Your task:
Answer these questions using the text on animal welfare meat labels:
1. Besides FSIS humane-handling enforcement, what law primarily makes up federal welfare law?
2. To which animals do the terms free range and free roaming apply?
3. How does the text describe the Animal Welfare Approved standard?

Excerpt provided:
Animal Welfare: What Meat Labels Really Mean
FAT scores every label using the same three-step analysis: What is disclosed? How credible is the disclosure? Who stands behind the label? This page walks the three steps for animal welfare claims on U.S. meat.
1 — What this label tells you (and doesn’t)
When shoppers see humanely raised, animal welfare certified, or pasture raised, most assume the animals lived better lives — more space, less stress, better care. That intuition is reasonable, but it is also where most welfare claims either deliver or come apart.
In the United States, most animal welfare claims are voluntary marketing claims, not mandatory disclosures. There is no single U.S. animal welfare standard. The USDA itself does not certify animal welfare; it may review label language or approve participation in third-party verification programs. Federal welfare law — primarily the Humane Methods of Slaughter Act and FSIS humane-handling enforcement — covers slaughter, not the lifetime conditions consumers usually picture when they read a welfare claim.
Two terms have narrow USDA definitions worth knowing. Free range and free roaming apply to poultry only, and require “outdoor access” without specifying minimum space per bird, minimum time outdoors, or the quality of that outdoor area. Pasture raised has no federal definition at all.
2 — How credible is the disclosure?
FAT assigns tiered, partial credit to welfare claims based on how rigorously they are verified.
Tier A — Full credit. Claims supported by rigorous third-party certification with regular audits and standards above common industry practice. The Tier-A welfare programs FAT recognizes include:
- Animal Welfare Approved (AWA / A Greener World) — pasture-based, audited, the most demanding mainstream welfare standard.

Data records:
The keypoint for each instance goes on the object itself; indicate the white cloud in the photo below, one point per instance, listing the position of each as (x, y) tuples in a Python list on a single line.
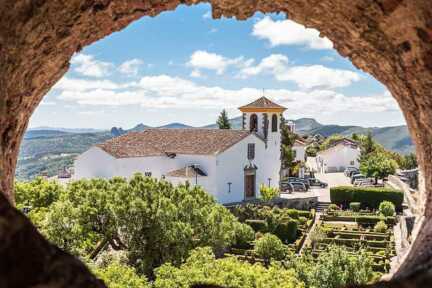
[(211, 61), (327, 59), (83, 85), (287, 32), (275, 63), (163, 91), (306, 77), (47, 103), (196, 74), (130, 67), (88, 66), (207, 15)]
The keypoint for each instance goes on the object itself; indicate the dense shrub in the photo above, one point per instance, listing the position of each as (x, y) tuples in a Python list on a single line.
[(368, 197), (364, 220), (380, 227), (387, 208), (38, 193), (287, 230), (355, 206), (243, 235), (257, 225), (268, 193), (117, 275), (202, 268), (333, 207), (270, 247), (158, 222)]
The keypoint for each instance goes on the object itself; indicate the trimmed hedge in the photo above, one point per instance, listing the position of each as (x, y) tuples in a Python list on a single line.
[(368, 197), (258, 225), (362, 220), (287, 231)]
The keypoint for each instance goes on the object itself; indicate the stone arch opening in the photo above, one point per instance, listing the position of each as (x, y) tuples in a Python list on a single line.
[(253, 123), (390, 39)]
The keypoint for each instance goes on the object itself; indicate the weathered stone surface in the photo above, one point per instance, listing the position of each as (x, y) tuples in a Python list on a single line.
[(390, 39)]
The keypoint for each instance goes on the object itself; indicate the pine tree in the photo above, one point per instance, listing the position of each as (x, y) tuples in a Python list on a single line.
[(223, 121), (287, 141)]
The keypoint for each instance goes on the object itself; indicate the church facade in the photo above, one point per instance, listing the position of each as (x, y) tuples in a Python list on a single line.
[(229, 164)]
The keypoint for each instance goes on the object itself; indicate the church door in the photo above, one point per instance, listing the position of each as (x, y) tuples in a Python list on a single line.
[(250, 186)]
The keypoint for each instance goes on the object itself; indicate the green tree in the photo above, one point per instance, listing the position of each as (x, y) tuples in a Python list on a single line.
[(367, 146), (203, 268), (38, 193), (223, 121), (117, 275), (329, 141), (378, 165), (336, 268), (409, 161), (268, 193), (159, 222), (270, 247), (387, 208), (287, 141)]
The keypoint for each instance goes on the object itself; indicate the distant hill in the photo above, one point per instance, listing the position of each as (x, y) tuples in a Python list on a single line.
[(43, 151), (43, 133), (175, 126), (50, 149), (236, 123), (70, 130), (394, 138)]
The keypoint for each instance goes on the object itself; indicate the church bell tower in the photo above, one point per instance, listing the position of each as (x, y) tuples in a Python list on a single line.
[(264, 118)]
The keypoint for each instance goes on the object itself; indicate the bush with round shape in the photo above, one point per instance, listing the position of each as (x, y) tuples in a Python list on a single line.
[(355, 206), (258, 225), (380, 227), (387, 208), (287, 230), (333, 207), (369, 197), (243, 235), (270, 247), (268, 193)]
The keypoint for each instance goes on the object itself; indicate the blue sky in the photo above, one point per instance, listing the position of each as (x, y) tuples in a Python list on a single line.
[(183, 66)]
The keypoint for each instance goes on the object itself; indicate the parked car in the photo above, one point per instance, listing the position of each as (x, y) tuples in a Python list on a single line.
[(357, 176), (313, 182), (286, 187), (349, 170), (296, 179), (299, 186), (353, 172), (365, 182)]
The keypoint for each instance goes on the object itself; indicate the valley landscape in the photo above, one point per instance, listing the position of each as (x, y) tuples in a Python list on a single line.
[(49, 149)]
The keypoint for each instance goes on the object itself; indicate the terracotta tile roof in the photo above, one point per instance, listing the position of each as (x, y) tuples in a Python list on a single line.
[(156, 142), (263, 102), (186, 172)]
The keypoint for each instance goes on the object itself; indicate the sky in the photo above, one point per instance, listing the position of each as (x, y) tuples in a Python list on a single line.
[(183, 66)]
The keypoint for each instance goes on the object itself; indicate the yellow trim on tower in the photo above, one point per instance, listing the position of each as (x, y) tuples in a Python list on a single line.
[(251, 109)]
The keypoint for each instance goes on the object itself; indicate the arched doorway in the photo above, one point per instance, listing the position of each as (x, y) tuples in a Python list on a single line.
[(253, 123), (387, 38)]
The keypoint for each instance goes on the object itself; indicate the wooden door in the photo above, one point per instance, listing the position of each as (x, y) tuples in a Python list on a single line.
[(249, 186)]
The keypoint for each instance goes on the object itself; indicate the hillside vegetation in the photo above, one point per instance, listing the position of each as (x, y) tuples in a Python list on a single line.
[(48, 150)]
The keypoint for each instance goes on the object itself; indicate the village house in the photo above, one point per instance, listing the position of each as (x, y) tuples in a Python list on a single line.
[(229, 164), (341, 154)]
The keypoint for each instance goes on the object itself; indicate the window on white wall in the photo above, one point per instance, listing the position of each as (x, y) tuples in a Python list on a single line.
[(251, 151)]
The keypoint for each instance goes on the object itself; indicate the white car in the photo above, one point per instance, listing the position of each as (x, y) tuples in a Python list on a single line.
[(364, 182)]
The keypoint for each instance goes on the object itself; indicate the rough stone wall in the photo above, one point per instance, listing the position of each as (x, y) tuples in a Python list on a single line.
[(390, 39)]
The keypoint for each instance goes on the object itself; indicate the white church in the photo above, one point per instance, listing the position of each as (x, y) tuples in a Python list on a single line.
[(229, 164)]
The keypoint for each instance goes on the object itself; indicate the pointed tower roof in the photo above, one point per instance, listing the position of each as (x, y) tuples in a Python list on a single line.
[(262, 105)]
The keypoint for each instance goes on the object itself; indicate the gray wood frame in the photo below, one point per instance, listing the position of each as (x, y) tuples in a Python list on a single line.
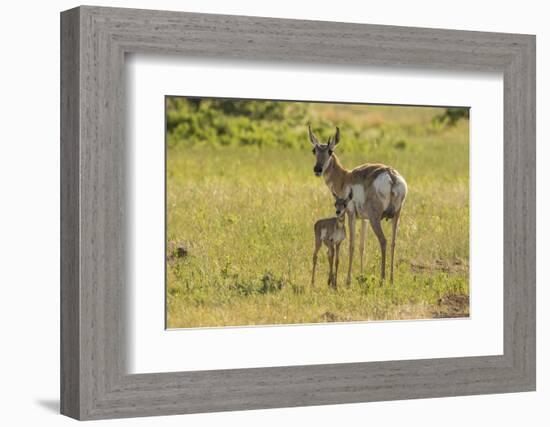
[(94, 382)]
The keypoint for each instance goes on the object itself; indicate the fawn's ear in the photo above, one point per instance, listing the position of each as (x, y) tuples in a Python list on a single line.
[(312, 137)]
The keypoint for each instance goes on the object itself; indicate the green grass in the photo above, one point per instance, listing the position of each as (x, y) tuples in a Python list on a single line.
[(240, 227)]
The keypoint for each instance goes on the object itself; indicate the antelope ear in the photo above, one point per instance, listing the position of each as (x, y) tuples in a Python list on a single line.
[(312, 137), (335, 139)]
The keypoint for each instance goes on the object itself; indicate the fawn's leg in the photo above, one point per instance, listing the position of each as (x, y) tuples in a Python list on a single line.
[(335, 282), (394, 224), (315, 251), (351, 224), (330, 262), (377, 228), (362, 242)]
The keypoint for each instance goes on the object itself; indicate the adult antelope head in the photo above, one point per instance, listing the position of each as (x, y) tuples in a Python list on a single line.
[(323, 152)]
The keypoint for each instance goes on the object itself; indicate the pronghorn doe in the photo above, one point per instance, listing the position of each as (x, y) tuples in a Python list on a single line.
[(331, 232), (378, 192)]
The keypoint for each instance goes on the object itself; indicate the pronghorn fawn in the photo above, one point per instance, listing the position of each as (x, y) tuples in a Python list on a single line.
[(331, 232), (378, 193)]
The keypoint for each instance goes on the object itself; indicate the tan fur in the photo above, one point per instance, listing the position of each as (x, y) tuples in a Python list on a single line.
[(371, 205), (331, 232)]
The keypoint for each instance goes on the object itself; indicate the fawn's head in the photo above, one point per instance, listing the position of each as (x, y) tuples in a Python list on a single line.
[(322, 152), (342, 204)]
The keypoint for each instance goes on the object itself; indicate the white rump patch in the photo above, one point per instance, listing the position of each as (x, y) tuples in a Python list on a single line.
[(382, 185)]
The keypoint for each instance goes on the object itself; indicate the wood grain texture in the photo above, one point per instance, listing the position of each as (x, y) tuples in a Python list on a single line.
[(94, 270)]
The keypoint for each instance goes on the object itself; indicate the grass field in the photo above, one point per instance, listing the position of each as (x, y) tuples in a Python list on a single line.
[(240, 226)]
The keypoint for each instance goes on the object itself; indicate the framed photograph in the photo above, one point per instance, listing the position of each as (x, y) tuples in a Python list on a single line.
[(261, 213)]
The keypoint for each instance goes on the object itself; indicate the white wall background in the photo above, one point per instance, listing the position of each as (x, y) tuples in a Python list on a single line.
[(29, 212)]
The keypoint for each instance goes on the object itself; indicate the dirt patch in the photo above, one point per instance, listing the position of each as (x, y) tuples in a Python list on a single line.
[(329, 316), (452, 305), (176, 250)]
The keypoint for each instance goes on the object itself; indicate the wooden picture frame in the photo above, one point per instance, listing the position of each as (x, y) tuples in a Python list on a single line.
[(94, 382)]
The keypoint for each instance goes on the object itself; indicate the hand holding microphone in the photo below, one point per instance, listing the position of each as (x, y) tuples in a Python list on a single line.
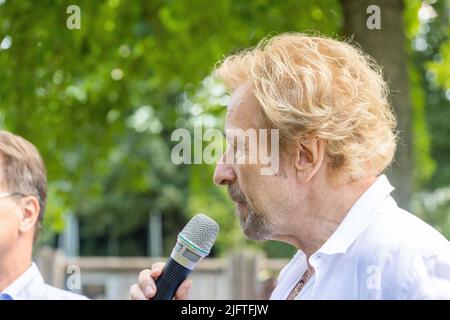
[(168, 281)]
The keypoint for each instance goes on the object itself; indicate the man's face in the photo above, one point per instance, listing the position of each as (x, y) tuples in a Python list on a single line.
[(259, 199)]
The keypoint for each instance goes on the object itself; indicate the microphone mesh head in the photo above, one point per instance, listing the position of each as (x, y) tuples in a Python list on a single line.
[(202, 231)]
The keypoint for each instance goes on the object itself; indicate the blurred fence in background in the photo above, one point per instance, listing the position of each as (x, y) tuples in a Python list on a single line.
[(239, 275)]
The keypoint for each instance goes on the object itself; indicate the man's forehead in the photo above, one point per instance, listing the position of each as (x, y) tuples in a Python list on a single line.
[(244, 110)]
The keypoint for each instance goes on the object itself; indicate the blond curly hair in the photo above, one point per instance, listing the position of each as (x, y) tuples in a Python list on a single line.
[(314, 85)]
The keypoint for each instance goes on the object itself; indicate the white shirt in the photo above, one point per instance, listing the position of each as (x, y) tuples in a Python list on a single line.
[(30, 286), (379, 251)]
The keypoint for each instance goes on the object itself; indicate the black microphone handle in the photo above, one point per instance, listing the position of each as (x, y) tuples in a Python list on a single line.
[(170, 279)]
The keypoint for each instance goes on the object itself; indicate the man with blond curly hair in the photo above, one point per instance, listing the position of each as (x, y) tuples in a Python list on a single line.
[(329, 198)]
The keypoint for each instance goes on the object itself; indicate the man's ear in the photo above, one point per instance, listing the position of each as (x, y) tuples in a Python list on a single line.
[(309, 157), (30, 214)]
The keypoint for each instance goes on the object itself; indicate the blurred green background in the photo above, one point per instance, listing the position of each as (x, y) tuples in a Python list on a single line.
[(101, 102)]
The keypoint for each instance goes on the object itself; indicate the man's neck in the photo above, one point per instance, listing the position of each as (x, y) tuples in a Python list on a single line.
[(13, 264), (327, 210)]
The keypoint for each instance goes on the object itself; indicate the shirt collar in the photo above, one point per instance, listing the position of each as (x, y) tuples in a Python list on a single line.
[(358, 218), (27, 286)]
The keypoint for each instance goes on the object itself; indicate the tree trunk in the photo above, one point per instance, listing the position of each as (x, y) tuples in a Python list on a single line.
[(387, 46)]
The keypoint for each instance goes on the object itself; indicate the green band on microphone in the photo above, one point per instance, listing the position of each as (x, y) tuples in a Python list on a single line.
[(191, 244)]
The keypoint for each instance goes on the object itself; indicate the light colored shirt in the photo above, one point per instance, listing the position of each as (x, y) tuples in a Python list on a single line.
[(379, 251), (31, 286)]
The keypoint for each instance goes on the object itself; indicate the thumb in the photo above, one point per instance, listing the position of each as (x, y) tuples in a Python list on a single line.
[(184, 290)]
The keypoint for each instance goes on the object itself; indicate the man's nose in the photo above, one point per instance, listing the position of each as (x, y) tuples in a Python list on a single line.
[(224, 174)]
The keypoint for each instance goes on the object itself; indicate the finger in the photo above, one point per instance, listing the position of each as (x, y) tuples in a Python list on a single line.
[(157, 268), (136, 293), (146, 283), (184, 290)]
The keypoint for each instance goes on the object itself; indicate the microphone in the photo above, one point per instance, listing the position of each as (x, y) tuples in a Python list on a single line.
[(194, 243)]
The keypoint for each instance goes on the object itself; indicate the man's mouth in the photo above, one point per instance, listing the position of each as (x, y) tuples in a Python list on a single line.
[(236, 195)]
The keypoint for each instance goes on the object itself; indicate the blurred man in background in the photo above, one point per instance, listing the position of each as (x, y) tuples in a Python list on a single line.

Output of the task:
1. The Humane Methods of Slaughter Act.
2. Poultry only.
3. As pasture-based, audited, and the most demanding mainstream welfare standard.